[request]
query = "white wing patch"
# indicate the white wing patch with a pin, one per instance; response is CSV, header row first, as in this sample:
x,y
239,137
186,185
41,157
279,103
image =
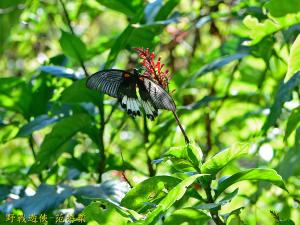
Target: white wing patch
x,y
150,111
106,81
132,105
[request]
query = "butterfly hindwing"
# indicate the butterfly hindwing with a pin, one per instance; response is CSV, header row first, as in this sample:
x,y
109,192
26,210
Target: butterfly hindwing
x,y
122,85
160,98
128,97
107,81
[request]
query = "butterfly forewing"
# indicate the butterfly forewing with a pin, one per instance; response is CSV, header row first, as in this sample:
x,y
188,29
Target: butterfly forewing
x,y
107,81
160,98
122,85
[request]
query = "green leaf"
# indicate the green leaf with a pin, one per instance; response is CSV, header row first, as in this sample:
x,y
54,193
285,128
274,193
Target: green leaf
x,y
109,190
216,163
57,141
234,220
287,166
9,17
294,59
174,195
120,44
280,8
72,46
188,216
191,154
292,123
285,222
36,124
105,213
284,94
7,132
258,30
129,8
257,174
217,64
78,92
15,95
151,190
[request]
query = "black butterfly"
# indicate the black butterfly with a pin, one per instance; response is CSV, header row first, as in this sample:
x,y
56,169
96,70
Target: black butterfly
x,y
122,85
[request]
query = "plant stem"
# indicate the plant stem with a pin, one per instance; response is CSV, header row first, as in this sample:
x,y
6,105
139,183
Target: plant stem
x,y
213,212
151,169
72,31
187,141
101,166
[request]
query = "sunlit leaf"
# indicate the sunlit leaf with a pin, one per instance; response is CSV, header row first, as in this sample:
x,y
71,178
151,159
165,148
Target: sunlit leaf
x,y
257,174
217,162
292,123
57,141
294,59
174,195
187,216
280,8
150,190
283,94
258,30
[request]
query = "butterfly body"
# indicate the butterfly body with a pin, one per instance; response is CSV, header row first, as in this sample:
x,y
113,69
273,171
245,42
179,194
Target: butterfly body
x,y
123,85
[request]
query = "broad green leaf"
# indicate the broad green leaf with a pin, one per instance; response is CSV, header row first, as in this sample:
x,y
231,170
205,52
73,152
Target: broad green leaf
x,y
217,64
191,154
294,59
129,8
78,92
8,132
109,190
174,195
57,141
287,166
152,9
258,30
105,213
188,216
166,9
151,190
292,123
15,95
217,162
225,200
72,46
47,197
234,220
283,95
257,174
120,44
280,8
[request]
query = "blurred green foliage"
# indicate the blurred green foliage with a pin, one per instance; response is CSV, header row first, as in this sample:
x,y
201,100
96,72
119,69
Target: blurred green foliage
x,y
236,81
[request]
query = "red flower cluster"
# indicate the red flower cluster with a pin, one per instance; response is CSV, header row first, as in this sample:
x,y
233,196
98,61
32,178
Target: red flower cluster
x,y
153,69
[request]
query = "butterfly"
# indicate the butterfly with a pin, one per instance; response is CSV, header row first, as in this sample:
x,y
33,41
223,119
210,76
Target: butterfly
x,y
123,85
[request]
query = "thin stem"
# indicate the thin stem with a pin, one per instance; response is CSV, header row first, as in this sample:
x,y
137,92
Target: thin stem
x,y
187,141
151,169
213,212
72,31
101,166
123,171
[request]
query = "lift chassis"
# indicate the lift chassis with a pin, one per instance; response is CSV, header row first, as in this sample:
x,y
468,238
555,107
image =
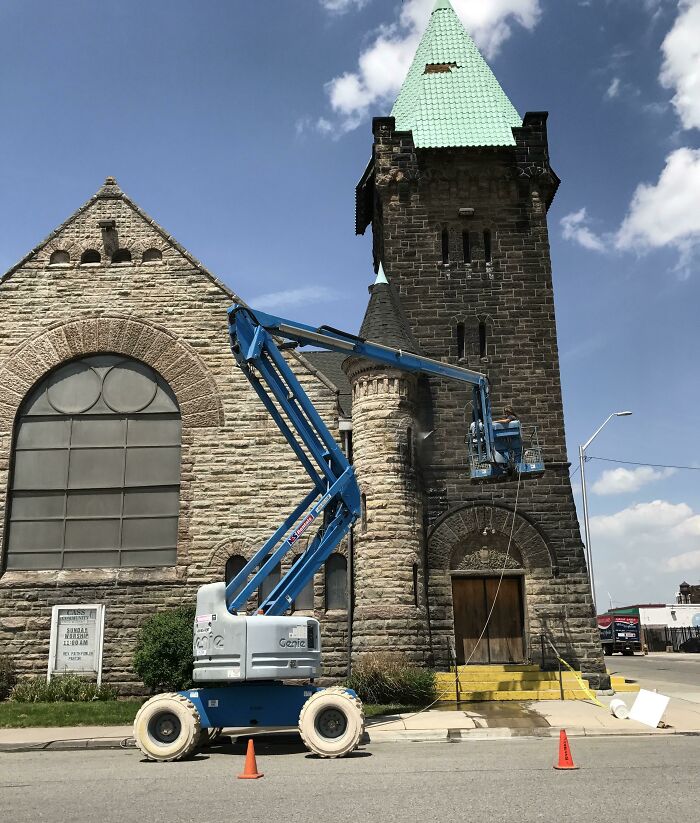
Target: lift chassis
x,y
243,663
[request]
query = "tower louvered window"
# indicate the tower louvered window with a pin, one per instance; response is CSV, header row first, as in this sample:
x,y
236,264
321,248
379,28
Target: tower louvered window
x,y
96,469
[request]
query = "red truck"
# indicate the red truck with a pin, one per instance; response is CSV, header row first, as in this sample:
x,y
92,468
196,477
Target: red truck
x,y
619,633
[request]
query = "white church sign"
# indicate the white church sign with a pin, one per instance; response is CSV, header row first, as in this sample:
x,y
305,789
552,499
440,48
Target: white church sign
x,y
76,640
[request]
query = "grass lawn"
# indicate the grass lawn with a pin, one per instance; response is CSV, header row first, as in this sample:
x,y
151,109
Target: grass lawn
x,y
374,709
109,713
97,713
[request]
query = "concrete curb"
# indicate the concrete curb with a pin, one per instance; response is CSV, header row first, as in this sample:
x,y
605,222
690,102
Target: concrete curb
x,y
451,735
66,745
374,737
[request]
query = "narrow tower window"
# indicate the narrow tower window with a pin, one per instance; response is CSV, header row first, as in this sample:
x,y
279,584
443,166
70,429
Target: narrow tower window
x,y
90,256
445,246
487,245
482,339
466,247
121,256
152,256
59,258
461,350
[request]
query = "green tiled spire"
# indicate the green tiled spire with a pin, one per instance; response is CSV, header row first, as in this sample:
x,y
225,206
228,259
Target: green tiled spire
x,y
450,96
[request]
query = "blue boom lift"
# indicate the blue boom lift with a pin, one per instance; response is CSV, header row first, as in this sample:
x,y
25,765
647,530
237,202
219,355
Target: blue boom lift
x,y
241,660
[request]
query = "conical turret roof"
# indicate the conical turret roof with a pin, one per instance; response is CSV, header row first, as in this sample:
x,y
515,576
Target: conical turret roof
x,y
384,320
450,96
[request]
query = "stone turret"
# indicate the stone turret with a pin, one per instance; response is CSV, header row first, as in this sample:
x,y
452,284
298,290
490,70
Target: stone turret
x,y
390,609
457,192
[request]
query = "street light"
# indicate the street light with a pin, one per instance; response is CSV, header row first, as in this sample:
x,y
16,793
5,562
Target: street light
x,y
582,462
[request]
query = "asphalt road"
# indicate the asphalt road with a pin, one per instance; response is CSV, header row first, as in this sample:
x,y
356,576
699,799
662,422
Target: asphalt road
x,y
630,780
674,674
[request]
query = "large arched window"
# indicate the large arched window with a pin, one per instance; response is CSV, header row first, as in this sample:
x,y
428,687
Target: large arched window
x,y
336,582
269,583
96,469
305,599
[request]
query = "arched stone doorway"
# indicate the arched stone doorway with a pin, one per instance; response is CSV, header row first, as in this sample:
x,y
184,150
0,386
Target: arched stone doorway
x,y
488,599
486,563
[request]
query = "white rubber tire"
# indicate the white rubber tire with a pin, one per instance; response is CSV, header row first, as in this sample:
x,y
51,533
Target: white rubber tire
x,y
186,739
335,700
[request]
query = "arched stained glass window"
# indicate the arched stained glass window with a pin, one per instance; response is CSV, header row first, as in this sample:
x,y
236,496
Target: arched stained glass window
x,y
96,469
269,583
336,582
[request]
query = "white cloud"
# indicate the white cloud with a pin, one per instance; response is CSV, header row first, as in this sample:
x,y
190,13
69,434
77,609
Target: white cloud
x,y
688,561
341,6
661,215
575,227
681,67
294,297
624,481
640,550
613,89
383,65
666,213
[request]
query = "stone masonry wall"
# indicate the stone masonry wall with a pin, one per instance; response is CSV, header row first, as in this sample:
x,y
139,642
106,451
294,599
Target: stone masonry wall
x,y
418,195
238,475
390,610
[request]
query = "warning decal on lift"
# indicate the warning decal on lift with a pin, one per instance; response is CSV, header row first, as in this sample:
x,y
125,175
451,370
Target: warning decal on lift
x,y
301,528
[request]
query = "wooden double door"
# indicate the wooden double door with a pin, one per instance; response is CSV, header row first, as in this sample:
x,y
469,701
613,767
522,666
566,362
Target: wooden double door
x,y
473,599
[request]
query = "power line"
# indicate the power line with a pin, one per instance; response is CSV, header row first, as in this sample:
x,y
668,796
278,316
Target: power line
x,y
651,465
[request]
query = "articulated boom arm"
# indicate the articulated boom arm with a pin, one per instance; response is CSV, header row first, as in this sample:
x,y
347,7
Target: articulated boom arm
x,y
495,448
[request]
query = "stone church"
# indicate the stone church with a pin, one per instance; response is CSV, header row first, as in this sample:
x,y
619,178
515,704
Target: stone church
x,y
136,462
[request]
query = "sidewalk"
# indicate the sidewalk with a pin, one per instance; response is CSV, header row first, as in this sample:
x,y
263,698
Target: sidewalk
x,y
472,721
480,721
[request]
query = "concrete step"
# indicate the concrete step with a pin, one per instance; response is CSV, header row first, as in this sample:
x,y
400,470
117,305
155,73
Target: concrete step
x,y
520,694
484,675
533,684
500,667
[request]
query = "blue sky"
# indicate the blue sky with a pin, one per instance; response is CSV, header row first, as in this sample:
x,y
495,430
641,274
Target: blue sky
x,y
243,128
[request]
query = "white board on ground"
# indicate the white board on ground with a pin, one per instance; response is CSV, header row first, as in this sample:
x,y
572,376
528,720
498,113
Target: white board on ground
x,y
649,708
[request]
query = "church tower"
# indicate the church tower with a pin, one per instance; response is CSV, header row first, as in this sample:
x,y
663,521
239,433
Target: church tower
x,y
457,193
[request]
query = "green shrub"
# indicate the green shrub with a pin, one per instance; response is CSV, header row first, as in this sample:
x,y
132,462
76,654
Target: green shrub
x,y
65,688
8,676
163,656
389,677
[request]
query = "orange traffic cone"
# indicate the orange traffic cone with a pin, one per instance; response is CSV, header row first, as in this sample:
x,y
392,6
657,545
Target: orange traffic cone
x,y
250,771
566,761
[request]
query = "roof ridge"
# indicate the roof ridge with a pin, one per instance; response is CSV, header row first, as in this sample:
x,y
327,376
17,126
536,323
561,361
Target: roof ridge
x,y
110,190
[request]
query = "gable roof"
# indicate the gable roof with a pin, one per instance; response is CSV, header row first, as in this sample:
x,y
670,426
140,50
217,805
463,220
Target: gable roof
x,y
329,363
111,191
450,96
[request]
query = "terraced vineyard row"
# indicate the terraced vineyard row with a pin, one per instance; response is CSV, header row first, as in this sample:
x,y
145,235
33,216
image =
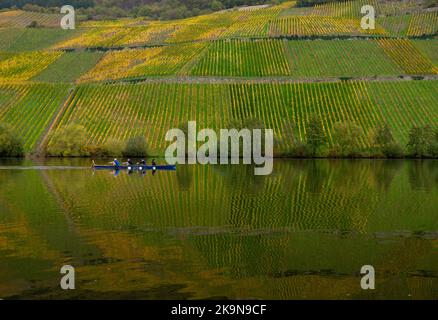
=======
◆ **Work task**
Report every line in the listing that holds the word "vineyard".

◆ **Response for this exercise**
query = "terraced vineyard row"
# indicate the terraced vineyard row with a pin, one per instance; response is CSV, header row first, as in this sample:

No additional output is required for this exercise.